● What you are asked to do
Starting at the line that has "Can you see the man's face?" and going through the end of the records, write every line out again, requests included. Multiply each point coordinate in the answers by 1.8 and round it to a whole number, with halves rounding up.

'''

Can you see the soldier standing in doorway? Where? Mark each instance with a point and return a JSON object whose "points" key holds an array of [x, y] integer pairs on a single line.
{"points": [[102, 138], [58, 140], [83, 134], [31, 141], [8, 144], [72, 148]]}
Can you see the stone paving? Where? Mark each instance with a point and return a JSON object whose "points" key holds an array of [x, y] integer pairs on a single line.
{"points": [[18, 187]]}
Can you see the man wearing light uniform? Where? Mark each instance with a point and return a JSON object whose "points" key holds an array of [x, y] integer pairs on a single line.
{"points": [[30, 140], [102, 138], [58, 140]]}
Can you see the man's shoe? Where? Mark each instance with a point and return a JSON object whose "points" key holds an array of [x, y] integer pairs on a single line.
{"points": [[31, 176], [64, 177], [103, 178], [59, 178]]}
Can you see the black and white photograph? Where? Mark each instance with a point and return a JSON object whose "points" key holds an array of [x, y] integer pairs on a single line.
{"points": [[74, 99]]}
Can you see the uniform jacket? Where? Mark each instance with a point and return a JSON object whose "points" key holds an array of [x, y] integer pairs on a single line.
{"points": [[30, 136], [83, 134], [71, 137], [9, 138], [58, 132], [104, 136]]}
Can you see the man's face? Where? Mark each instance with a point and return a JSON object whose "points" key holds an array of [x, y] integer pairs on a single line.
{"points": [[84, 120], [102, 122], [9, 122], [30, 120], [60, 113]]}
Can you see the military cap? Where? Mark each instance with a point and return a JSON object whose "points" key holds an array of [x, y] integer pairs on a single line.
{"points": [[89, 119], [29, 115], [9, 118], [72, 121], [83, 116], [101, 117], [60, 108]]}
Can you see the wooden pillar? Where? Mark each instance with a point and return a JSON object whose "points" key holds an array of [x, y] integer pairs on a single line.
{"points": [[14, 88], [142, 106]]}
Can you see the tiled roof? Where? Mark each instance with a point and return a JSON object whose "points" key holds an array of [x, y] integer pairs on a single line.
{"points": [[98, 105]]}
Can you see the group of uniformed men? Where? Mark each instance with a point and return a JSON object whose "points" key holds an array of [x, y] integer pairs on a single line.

'''

● Completed exercise
Can you see the man's face? Where? Mark each instance with a point and return a JSON object whose "points" key holds an array of [x, y] integer pairs on a single line.
{"points": [[151, 216], [184, 220], [16, 220], [54, 216], [108, 203]]}
Can you see the military cap? Where? Mark each instance with a point and return a JSON object whose "points" key holds an array of [x, y] integer pairs on a single line.
{"points": [[160, 214], [52, 207], [16, 212], [130, 218], [149, 209], [182, 211], [108, 194]]}
Can you see the wooden pillar? Where? Mark each instance with a point and return a JSON object whose "points" key holds an array of [x, y] integer pairs on a single line.
{"points": [[25, 158], [256, 191]]}
Can you see the tiled roof? Where? Mark each instance with a point and return a JSON object whose "points" key holds an array of [x, y] integer pairs on a single line.
{"points": [[176, 189]]}
Can you see the group of uniformed men? Where? Mark each instance with a point and return a JSON object whose "points" key holds an array of [x, y] integer pairs on a single line.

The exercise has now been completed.